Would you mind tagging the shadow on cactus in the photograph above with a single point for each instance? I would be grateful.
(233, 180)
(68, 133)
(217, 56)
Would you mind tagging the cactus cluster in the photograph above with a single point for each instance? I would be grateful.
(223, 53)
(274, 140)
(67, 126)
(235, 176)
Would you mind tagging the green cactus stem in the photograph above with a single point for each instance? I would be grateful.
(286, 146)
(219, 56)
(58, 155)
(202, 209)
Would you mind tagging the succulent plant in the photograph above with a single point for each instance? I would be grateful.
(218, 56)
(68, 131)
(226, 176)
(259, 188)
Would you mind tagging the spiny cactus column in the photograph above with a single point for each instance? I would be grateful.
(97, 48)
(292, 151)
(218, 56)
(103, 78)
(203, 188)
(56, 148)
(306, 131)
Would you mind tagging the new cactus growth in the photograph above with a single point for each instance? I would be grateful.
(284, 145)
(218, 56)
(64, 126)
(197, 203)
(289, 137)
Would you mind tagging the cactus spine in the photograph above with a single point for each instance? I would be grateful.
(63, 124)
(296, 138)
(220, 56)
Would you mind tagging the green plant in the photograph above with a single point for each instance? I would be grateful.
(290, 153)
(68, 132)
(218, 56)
+ + + + +
» Activity: Output the material again, line for line.

» Solution below:
Would you mind tagging the shadow on cactus in the photograph above with a single point for each instance? I would be grateful.
(233, 180)
(68, 133)
(217, 56)
Would you mind tagging the cactus cluster in the photograph above with a single point for each instance? I would be grateful.
(223, 53)
(274, 140)
(67, 126)
(235, 176)
Would you mind tagging the green cactus stem in the photograph above with a single point for each instance? I would be grateful.
(286, 146)
(219, 56)
(58, 155)
(202, 209)
Would you mind tagging the succulent plant in the photograph above with a single point for each instance? I would be grateful.
(218, 56)
(68, 131)
(226, 176)
(259, 188)
Would you mind tagging the spiny cactus column in the photograph above with a single point for each instance? I would be grateful.
(97, 48)
(292, 151)
(218, 56)
(103, 78)
(203, 188)
(56, 148)
(306, 131)
Would you mind tagging the new cactus growth in the photograph above with a single point for each instance? I would be grateful.
(284, 145)
(218, 56)
(64, 126)
(197, 203)
(289, 137)
Would you mind tagging the cactus spine in the photograph above with a single point for each instance? I would be grateful.
(63, 124)
(296, 138)
(220, 56)
Would you mind tagging the green plant in the photograph above with a single point for each instance? I would be grateful.
(290, 153)
(68, 132)
(218, 56)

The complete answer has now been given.